## EXERCISE BRIEF
Word for word, return every record that follows.

════════

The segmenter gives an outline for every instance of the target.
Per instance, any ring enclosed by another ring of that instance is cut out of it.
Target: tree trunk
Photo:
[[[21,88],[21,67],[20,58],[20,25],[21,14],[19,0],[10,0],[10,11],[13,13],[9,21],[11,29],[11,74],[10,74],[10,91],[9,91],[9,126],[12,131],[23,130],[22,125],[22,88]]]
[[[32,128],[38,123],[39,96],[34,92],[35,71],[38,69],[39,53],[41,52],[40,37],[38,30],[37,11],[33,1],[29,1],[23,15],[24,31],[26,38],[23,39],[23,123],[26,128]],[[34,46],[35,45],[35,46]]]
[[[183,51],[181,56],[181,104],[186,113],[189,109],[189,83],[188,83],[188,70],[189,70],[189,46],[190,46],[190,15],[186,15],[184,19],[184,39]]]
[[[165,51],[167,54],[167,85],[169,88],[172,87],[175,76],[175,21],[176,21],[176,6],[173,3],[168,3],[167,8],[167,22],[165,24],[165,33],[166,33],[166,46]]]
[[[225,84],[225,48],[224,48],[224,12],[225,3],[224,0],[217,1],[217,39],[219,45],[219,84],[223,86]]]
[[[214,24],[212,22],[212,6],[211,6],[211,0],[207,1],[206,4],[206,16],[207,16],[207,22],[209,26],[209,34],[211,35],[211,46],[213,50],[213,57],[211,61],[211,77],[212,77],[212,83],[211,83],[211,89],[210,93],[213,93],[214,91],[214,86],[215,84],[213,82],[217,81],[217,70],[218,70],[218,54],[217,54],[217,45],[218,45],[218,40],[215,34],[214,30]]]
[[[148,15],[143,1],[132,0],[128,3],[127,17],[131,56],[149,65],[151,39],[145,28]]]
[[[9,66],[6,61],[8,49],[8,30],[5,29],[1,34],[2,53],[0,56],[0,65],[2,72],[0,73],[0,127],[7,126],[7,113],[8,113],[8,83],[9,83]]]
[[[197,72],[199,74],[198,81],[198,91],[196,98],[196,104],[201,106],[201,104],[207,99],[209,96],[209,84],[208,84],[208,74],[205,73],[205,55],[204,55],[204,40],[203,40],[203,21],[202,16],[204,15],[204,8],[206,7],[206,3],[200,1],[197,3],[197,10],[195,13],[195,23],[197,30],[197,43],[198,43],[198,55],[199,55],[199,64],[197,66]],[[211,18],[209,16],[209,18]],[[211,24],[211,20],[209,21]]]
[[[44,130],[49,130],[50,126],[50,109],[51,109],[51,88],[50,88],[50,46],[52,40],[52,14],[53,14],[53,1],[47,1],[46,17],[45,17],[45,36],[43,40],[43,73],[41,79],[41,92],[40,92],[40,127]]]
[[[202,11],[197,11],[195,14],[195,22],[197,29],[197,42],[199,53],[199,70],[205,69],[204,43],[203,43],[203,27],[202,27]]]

════════

## WRITTEN RESPONSE
The segmenter gives an outline for every instance of the target.
Per instance, any ring enclosed by another ring of that instance is cut out of it.
Target: tree trunk
Photo:
[[[21,88],[21,67],[20,58],[20,25],[21,14],[19,0],[10,0],[10,11],[13,13],[9,21],[11,29],[11,74],[10,74],[10,91],[9,91],[9,126],[12,131],[23,130],[22,125],[22,88]]]
[[[32,128],[38,123],[39,96],[34,92],[35,71],[38,69],[39,53],[41,52],[40,37],[38,30],[37,11],[33,1],[29,1],[23,15],[24,31],[26,38],[23,39],[23,123],[26,128]],[[34,46],[35,45],[35,46]]]
[[[183,51],[181,56],[181,104],[186,113],[189,109],[189,83],[188,83],[188,70],[189,70],[189,46],[190,46],[190,15],[186,15],[184,19],[184,39]]]
[[[165,51],[167,54],[167,85],[169,88],[172,87],[175,76],[175,21],[176,21],[176,6],[173,3],[168,3],[167,8],[167,22],[165,24],[165,33],[166,33],[166,46]]]
[[[225,84],[225,48],[224,48],[224,12],[225,3],[224,0],[217,1],[217,39],[219,45],[219,84],[223,86]]]
[[[214,24],[212,22],[212,6],[211,6],[211,0],[207,1],[206,4],[206,16],[207,16],[207,22],[209,26],[209,34],[211,35],[211,46],[213,50],[213,57],[211,61],[211,77],[212,77],[212,83],[211,83],[211,89],[210,93],[213,93],[214,91],[214,86],[215,84],[213,82],[217,81],[217,70],[218,70],[218,54],[217,54],[217,45],[218,45],[218,40],[215,34],[214,30]]]
[[[148,15],[143,1],[132,0],[128,3],[127,17],[131,56],[149,65],[151,39],[145,28]]]
[[[9,66],[6,61],[8,49],[8,30],[5,29],[1,34],[2,53],[0,56],[0,65],[2,72],[0,73],[0,127],[7,126],[7,113],[8,113],[8,83],[9,83]]]
[[[197,72],[199,74],[198,81],[198,91],[196,98],[196,104],[201,106],[201,104],[207,99],[209,96],[209,84],[208,84],[208,74],[205,73],[205,55],[204,55],[204,40],[203,40],[203,21],[202,16],[204,15],[204,8],[206,7],[206,3],[200,1],[197,3],[197,10],[195,13],[195,23],[197,30],[197,43],[198,43],[198,55],[199,55],[199,64],[197,66]],[[211,18],[209,16],[209,18]],[[211,24],[211,20],[209,21]]]
[[[44,130],[49,130],[50,126],[50,109],[51,109],[51,88],[50,88],[50,46],[52,40],[52,14],[53,14],[53,1],[47,1],[46,17],[45,17],[45,36],[43,40],[43,73],[41,79],[41,92],[40,92],[40,127]]]
[[[202,11],[197,11],[195,14],[195,22],[197,29],[197,42],[199,53],[199,70],[205,69],[204,43],[203,43],[203,27],[202,27]]]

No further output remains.